### Input
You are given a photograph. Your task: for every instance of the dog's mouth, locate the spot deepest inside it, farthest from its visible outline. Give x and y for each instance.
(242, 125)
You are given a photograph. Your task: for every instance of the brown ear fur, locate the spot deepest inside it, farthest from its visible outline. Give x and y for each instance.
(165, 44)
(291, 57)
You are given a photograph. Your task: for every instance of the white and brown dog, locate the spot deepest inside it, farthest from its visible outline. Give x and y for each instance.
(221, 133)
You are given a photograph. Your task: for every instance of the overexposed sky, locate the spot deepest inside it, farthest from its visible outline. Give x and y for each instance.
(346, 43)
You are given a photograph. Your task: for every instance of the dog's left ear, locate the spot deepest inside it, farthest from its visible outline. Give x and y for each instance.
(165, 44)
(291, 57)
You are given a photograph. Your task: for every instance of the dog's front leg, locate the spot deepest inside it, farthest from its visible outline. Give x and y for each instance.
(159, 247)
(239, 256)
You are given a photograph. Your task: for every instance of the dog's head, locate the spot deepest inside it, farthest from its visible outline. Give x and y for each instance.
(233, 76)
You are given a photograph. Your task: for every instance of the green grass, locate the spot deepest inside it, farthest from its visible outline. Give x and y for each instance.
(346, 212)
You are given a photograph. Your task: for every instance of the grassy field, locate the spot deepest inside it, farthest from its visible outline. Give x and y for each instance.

### What you are asked to do
Please give the full set of data again exactly.

### Result for this exercise
You are given a photograph. Your task: for every instance of the dog's mouth, locate the spot deepest inside it, farthest from its visible outline. Give x and y for each instance.
(242, 125)
You are given a photograph. Your task: for every instance of the brown ear fur, locate the spot deepest inside it, farthest from its visible outline. Give x and y for each instance.
(165, 44)
(291, 57)
You are given a photograph. Your task: for every instance of the white and brown dog, locate the spot deepest inside it, farthest from its visible outline. Give x and y for each instance.
(221, 133)
You are given a photograph. Your task: for every instance of the overexposed sky, locate the spot deepest inside it, farthest from its visible outline. Give x and y for each instance.
(346, 43)
You are given a photograph. Your task: for every instance of the dog's left ear, locate the spot deepest inside it, farthest from its visible outline. Give x and y for each instance.
(165, 44)
(291, 57)
You are given a photograph. Your task: for every instance of the dog's front leg, locate the spot deepest inside it, farthest from its visible outline. Give x and y for each instance.
(159, 247)
(239, 256)
You are given a photograph. Your task: for every instance of the dog's head, locate the spot deepest inside it, farthest from its visible outline. Give x and y for each instance.
(233, 76)
You are given a photograph. Your task: for every instance of the green grass, locate the spot deepest inside it, farthest from its visible outline. Give x and y for each instance.
(346, 212)
You are given a photograph. Your task: for every instance of the grassy field, locate the spot deepest inside it, farthest from its visible outline. Give x and y for each instance.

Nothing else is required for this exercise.